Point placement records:
● ● ● ● ● ● ●

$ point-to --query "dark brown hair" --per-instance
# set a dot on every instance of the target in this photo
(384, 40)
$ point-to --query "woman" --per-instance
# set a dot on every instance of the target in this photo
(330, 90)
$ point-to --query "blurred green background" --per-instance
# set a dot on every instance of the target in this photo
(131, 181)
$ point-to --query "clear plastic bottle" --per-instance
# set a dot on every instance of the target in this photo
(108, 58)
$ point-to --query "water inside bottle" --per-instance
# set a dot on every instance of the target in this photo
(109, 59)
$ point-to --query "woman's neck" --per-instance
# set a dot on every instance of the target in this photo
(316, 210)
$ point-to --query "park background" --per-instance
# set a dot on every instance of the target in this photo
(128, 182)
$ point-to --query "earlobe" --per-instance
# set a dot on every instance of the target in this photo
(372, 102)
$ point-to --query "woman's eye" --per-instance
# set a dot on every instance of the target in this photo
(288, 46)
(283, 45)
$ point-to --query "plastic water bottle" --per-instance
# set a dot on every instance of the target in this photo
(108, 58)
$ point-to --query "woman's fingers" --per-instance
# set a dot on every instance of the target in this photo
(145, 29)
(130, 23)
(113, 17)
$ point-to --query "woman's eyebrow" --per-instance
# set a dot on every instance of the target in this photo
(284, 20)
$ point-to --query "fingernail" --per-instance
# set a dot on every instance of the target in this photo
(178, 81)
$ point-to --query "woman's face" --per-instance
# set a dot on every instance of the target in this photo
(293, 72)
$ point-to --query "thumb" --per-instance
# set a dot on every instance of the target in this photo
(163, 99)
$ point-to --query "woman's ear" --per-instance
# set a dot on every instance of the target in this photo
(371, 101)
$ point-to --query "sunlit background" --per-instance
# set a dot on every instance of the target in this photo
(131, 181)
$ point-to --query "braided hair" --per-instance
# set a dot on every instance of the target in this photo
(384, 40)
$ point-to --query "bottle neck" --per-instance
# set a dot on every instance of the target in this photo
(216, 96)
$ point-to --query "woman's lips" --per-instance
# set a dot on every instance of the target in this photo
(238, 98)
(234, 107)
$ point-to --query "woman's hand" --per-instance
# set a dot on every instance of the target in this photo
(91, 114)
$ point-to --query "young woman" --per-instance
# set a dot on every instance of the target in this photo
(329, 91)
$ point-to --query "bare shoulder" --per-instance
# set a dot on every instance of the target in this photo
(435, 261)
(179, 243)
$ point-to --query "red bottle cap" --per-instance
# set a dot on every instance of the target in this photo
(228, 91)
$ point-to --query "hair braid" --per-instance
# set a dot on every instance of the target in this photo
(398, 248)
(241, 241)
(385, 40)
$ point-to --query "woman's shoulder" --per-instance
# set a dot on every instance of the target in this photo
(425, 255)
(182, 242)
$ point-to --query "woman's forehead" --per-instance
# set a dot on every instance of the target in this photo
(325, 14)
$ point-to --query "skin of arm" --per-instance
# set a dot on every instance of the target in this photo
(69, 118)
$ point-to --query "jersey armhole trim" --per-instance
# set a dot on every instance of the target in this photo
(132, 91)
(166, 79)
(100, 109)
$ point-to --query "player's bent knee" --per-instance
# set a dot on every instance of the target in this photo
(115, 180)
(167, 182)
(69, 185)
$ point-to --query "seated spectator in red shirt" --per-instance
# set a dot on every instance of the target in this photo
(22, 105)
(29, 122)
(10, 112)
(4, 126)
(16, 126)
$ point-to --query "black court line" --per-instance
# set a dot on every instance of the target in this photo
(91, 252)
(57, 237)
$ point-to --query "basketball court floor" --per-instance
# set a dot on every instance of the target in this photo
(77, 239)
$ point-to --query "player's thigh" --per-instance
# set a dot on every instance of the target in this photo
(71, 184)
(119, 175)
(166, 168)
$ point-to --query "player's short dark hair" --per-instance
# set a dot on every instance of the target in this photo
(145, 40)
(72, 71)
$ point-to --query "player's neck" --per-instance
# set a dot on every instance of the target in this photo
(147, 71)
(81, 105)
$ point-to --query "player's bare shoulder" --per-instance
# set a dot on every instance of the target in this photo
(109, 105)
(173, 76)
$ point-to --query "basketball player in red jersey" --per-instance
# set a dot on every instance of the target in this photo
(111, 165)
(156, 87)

● ● ● ● ● ● ●

Directions
Write out the full listing exactly as given.

Answer for this exercise
$ point-to --query "dark brown hair" --per-instance
# set a dot on every instance of the target in this photo
(384, 40)
$ point-to --query "woman" --per-instance
# set a dot on every instance of the target in this photo
(330, 90)
$ point-to --query "blurred green background" --per-instance
# set a dot on every instance of the target in this photo
(131, 181)
$ point-to --query "clear plastic bottle" --per-instance
# set a dot on every instance of the target in this photo
(108, 58)
$ point-to --query "water inside bottle" --per-instance
# set a dot on every instance of the target in this photo
(109, 59)
$ point-to --query "woman's neck" --per-instance
# set a dot on every instance of the target in this photo
(316, 210)
$ point-to --query "park background" --per-instance
# set a dot on every instance of the target in this photo
(128, 182)
$ point-to --query "earlobe" --per-instance
# set a dot on every instance of the target in this photo
(372, 102)
$ point-to --query "woman's eye" --per-instance
# set a dot on every instance of the target in this photo
(288, 46)
(283, 45)
$ point-to --query "plastic water bottle" --per-instance
# set a dot on every instance of the target in this photo
(108, 58)
$ point-to --query "woman's fingers" --per-instance
# set a dot on every instance of the target in this photo
(145, 29)
(130, 23)
(113, 17)
$ point-to --query "woman's eyebrow" --per-instance
# set a dot on every instance of the target in this photo
(284, 20)
$ point-to --query "fingernail" --per-instance
# set a dot on every instance of the target in this photo
(178, 81)
$ point-to --query "woman's face" --per-instance
# set a dot on every instance of the target in this photo
(293, 72)
$ point-to --query "thumb" --per-instance
# set a dot on every instance of the target in this photo
(163, 99)
$ point-to --query "woman's ear" --per-instance
# set a dot on every instance of the target in this photo
(371, 101)
$ point-to --query "sunlit background" --per-instance
# set a dot on every instance of the target in this photo
(131, 181)
$ point-to --query "braided hair" --per-instance
# set a dot on every instance of the target in this photo
(384, 40)
$ point-to --query "bottle neck" --per-instance
# set a dot on every instance of the target in this photo
(216, 96)
$ point-to --query "woman's lips" --per-instance
# set a dot on every instance of the target in this photo
(238, 98)
(234, 107)
$ point-to --query "woman's hand" --per-instance
# set a dot on every instance of the target in this photo
(91, 114)
$ point-to --query "young woman" --per-instance
# set a dot on every instance of the target in this photo
(329, 91)
$ point-to --query "bare shoulder" --per-instance
# set a dot on every instance of the target in this photo
(435, 261)
(179, 243)
$ point-to --query "red bottle cap" --per-instance
# set a dot on every instance of the target in this photo
(228, 91)
$ point-to --query "hair braid" --per-instance
# set a dot on every instance of the target in this photo
(398, 248)
(241, 241)
(385, 40)
$ point-to --query "woman's shoulder" --per-instance
# set a dot on every instance of the target in this photo
(425, 255)
(182, 242)
$ point-to --query "woman's forehead" --per-instance
# set a dot on every instance of the target in this photo
(325, 14)
$ point-to --query "skin of arm" --per-instance
# set a dot on every instance of the target in this photo
(69, 118)
$ point-to --query "jersey armhole trim" --per-instance
# set a dot on every instance of the target in this photo
(132, 91)
(166, 79)
(100, 109)
$ point-to --query "player's bent knee" --per-instance
# set a dot on every instance of the target in this photo
(115, 180)
(167, 182)
(69, 185)
$ point-to --query "seated spectator in red shirt" --per-instance
# set a dot on every instance of the target in this photo
(22, 105)
(29, 122)
(10, 112)
(4, 126)
(16, 126)
$ point-to --query "black court line" --per-instance
# set a dot on every instance of the target in this photo
(91, 252)
(57, 237)
$ point-to --query "basketball court floor" --per-instance
# set a dot on every instance of the target in this photo
(77, 239)
$ point-to --query "player's thigh" --per-instance
# set a dot on every instance of the target in this photo
(71, 184)
(119, 175)
(166, 168)
$ point-to --query "player's short dark hair" --per-instance
# set a dot on every instance of the target in this photo
(145, 40)
(72, 71)
$ point-to --query "player's neck" --per-instance
# set a dot on every instance of the target in this photo
(147, 71)
(81, 105)
$ point-to --query "player's bare shoulder" --per-instance
# set a dot on every instance of the target in this photo
(109, 105)
(173, 76)
$ point-to --query "basketball player in red jersey" --per-instance
# set a dot on every instance of the target in this photo
(111, 165)
(156, 87)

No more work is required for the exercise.